▶ EXERCISE PROMPT
Please retype the entries below word for word, passing over every picture.

▶ DATA TO EXAMINE
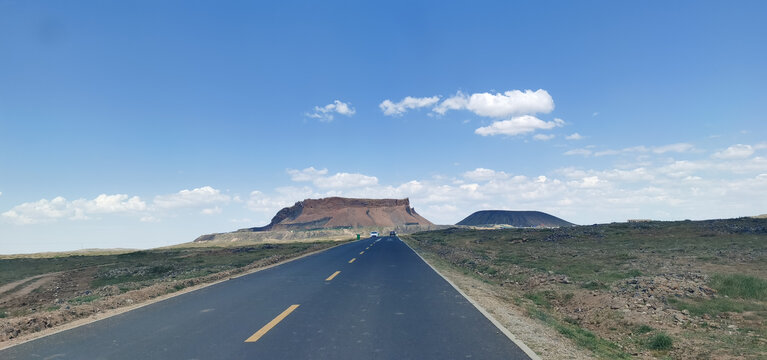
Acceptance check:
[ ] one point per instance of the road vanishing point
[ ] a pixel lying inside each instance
(369, 299)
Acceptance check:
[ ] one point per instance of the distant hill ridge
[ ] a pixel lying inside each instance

▶ SOLUTION TO THIS EXERCISE
Acceptance check:
[ ] one point per instance of the road vanishing point
[ ] a pixel lying inside each instance
(369, 299)
Acceptance check:
[ ] one point per instance of the distant hill ridge
[ ] a pixel lying inside each instance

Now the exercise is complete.